What to do: Answer with the exact lines of the following material from the one containing "Confirm that each instance of the statue torso" through the one containing "[[853, 321], [727, 303], [523, 1064]]", both end lines included.

Supplied material:
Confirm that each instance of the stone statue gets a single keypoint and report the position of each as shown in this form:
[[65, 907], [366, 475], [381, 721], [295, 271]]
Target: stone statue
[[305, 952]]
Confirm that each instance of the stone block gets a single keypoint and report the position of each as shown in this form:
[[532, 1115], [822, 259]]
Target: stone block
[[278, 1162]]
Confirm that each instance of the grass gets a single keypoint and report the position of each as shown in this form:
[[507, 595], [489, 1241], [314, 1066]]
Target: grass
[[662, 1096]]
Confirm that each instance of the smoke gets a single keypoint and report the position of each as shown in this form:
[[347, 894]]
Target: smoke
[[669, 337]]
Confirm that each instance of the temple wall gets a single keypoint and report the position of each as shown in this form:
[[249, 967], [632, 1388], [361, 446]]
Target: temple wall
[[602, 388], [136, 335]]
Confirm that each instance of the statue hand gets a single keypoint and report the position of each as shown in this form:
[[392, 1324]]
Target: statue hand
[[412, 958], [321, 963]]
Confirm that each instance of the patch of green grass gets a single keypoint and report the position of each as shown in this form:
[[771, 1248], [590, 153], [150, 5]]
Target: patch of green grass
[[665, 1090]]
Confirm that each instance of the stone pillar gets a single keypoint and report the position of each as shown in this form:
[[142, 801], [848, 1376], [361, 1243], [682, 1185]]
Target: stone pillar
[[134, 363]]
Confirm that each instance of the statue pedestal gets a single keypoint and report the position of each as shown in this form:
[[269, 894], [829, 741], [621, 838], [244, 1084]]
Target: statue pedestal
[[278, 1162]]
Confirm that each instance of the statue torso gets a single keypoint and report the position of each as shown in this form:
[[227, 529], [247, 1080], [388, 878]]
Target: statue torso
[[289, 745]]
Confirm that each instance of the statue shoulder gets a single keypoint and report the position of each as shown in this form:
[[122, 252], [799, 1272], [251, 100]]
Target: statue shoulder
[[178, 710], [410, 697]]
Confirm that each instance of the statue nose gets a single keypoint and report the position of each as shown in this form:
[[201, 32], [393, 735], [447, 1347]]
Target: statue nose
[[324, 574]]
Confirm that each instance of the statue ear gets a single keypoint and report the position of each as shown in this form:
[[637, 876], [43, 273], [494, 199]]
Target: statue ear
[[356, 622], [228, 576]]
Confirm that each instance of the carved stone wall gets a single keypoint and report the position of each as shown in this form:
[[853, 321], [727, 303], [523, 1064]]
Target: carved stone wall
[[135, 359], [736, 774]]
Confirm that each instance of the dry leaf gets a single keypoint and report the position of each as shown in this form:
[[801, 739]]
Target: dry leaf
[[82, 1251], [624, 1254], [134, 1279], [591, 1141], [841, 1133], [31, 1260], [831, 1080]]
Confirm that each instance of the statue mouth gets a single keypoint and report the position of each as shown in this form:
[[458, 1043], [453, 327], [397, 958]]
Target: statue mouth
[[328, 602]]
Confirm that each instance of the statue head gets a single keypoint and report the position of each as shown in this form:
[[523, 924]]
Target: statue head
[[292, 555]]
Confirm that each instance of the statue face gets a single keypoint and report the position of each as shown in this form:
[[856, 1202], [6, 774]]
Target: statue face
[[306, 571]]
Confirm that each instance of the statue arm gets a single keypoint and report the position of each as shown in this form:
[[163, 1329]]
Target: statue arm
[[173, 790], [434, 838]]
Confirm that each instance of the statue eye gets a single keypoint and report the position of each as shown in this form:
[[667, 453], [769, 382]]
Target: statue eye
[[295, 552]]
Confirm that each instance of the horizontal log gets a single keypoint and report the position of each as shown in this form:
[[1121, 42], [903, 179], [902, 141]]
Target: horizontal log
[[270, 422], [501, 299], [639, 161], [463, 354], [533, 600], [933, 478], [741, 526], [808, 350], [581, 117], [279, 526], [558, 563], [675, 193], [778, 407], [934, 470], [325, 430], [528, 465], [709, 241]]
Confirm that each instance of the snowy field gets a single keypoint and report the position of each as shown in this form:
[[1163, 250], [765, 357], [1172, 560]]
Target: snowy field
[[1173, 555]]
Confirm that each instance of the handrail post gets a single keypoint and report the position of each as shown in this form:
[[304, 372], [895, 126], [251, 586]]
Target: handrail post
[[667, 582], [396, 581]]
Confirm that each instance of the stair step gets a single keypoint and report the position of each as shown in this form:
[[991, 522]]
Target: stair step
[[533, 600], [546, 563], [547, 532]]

Reply to the task:
Confirm that each instance of the statue torso gets a single keypoint and report the position of each as shown in this form:
[[227, 529], [247, 1080], [388, 878]]
Target: statue torso
[[289, 745]]
Confirm that each instance of the statue shoulder gets a single keypoint and report the position of each as shown in this form:
[[122, 252], [799, 1272], [251, 100]]
Target: statue shoulder
[[178, 710], [410, 697]]
Confirm that each instance of the statue nose gets a single keypoint and report the position of each as shown in this form:
[[201, 32], [393, 735], [447, 1347]]
Target: statue nose
[[324, 574]]
Confirm that each instance of the statue ear gets a single keypoint and report the position of each as shown in this form:
[[637, 876], [43, 273], [494, 199]]
Target: statue ear
[[356, 622], [228, 576]]
Confirm that each instance of the carved stone wall gets a single keypoint and report the position of each as shown in this form:
[[853, 321], [727, 303], [523, 1064]]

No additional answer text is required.